- Textauszug:
Für Nils, die geradezu unfreiwillige Hauptfigur in Gabi Kreslehners Jugendroman "Nils geht", kommt keine hilfreiche Seuche um die Ecke. Er geht jeden Tag durch die Hölle, die ihm von den "fürchterlichen Vier" bereitet wird. Von Jo und Fadi, Rasmus und Mila. Wobei sehr schnell deutlich wird, dass diese vier keine Chance hätten - wäre da nicht die große Menge der schweigenden anderen. Es ist sogar eine dieser Unauffälligen, die mal vorsichtig helfen, mal vorsichtig mitmobben, meist aber zusehen, der Kreslehner das erste Wort gibt. Sarah, die Nils schon lange kennt, gibt stockend zu Protokoll, was vorgefallen ist - und wie es dazu kam.
Die Leser erleben das Ende eines schrecklichen Schuljahrs: Voll von Demütigungen eines einzelnen Jungen, der ohne Grund zum Feind erklärt wird. Nils, kleiner und zarter als die anderen Jungs, Kind einer alleinerziehenden Mutter und neu in der Klasse, ist zu allem Übel auch noch ein Genie in allen Schulfächern. Und, wie die Klassenschönste Mila irgendwann feststellt, auch noch ein wirklich netter, empathischer Mensch. Erst als sie das tut, nimmt die Katastrophe vollends ihren Lauf.
Mobbing ist meist das erste Thema, das Erwachsenen einfällt, wenn ein sozialpädagogisches Projekt, am besten in Verbindung mit Theater oder Kunst, an Schulen angeboten werden soll. Von Mobbing handeln unzählige Schullektüren. Als wirke Literatur- oder Theaterkonsum direkt auf weit verbreitete Probleme, so wie Hustensaft oder Blasenpflaster. Wenn auch Kreslehners Roman demnächst als Schullektüre eingesetzt wird, könnten manche Schüler ins Grübeln kommen. Ob nicht der eine oder andere Täter zu Hause, bei den Eltern, Opfer sein könnte. Und ob nicht der ein oder andere Erwachsene seinen Job verfehlt hat: als Elternteil, Lehrer oder Schulrektor.

- Aufgabe: Gib aus der Besprechung des Jugendromans den Abschnitt wörtlich wieder, der mit den Worten „Für Nils, die“ anfängt und mit „es dazu kam.“ schließt. Die Zeilen spielen dafür keine Rolle.

- Material:
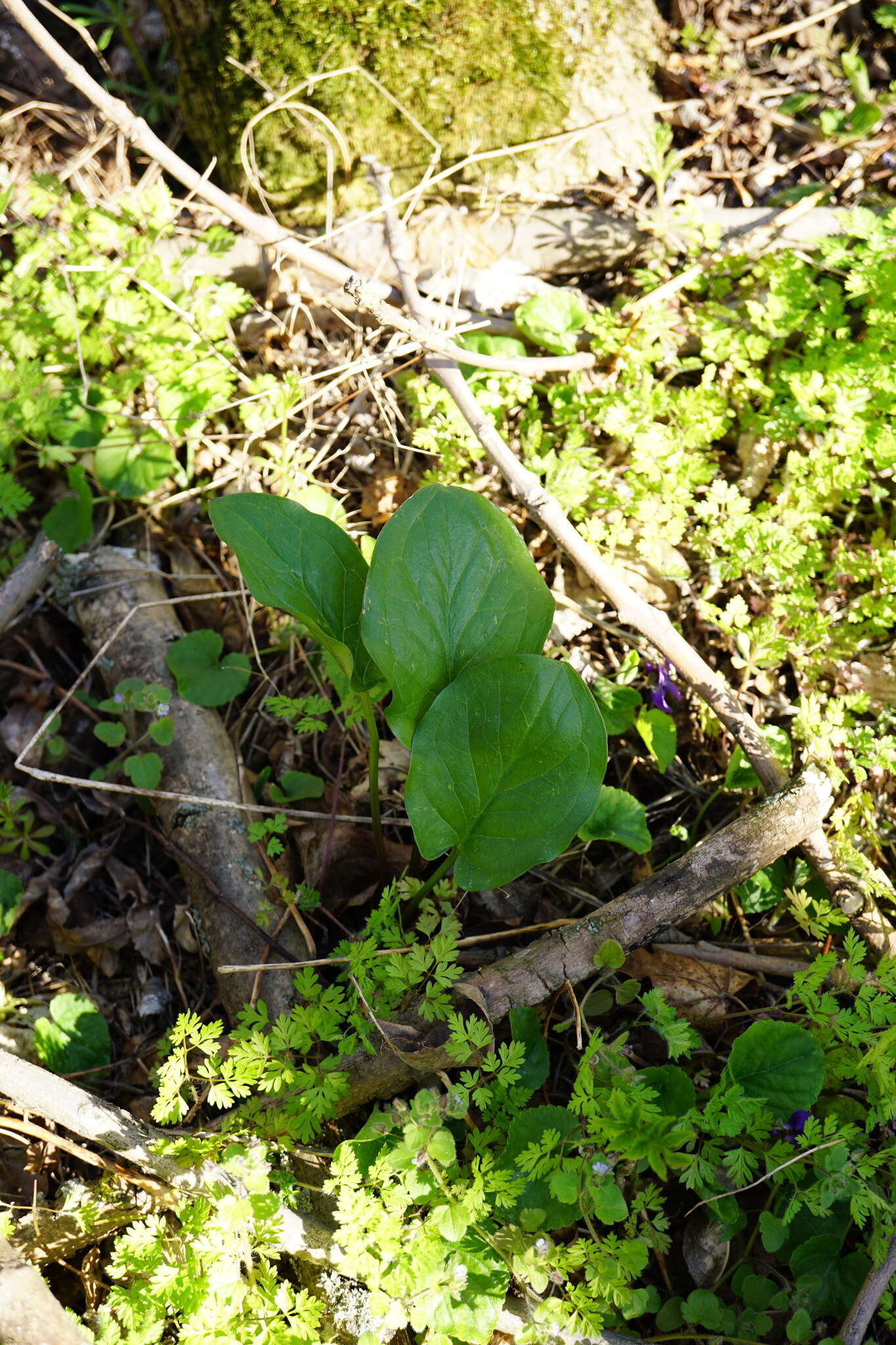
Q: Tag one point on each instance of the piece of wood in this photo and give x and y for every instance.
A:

- Antwort:
Für Nils, die geradezu unfreiwillige Hauptfigur in Gabi Kreslehners Jugendroman "Nils geht", kommt keine hilfreiche Seuche um die Ecke. Er geht jeden Tag durch die Hölle, die ihm von den "fürchterlichen Vier" bereitet wird. Von Jo und Fadi, Rasmus und Mila. Wobei sehr schnell deutlich wird, dass diese vier keine Chance hätten - wäre da nicht die große Menge der schweigenden anderen. Es ist sogar eine dieser Unauffälligen, die mal vorsichtig helfen, mal vorsichtig mitmobben, meist aber zusehen, der Kreslehner das erste Wort gibt. Sarah, die Nils schon lange kennt, gibt stockend zu Protokoll, was vorgefallen ist - und wie es dazu kam.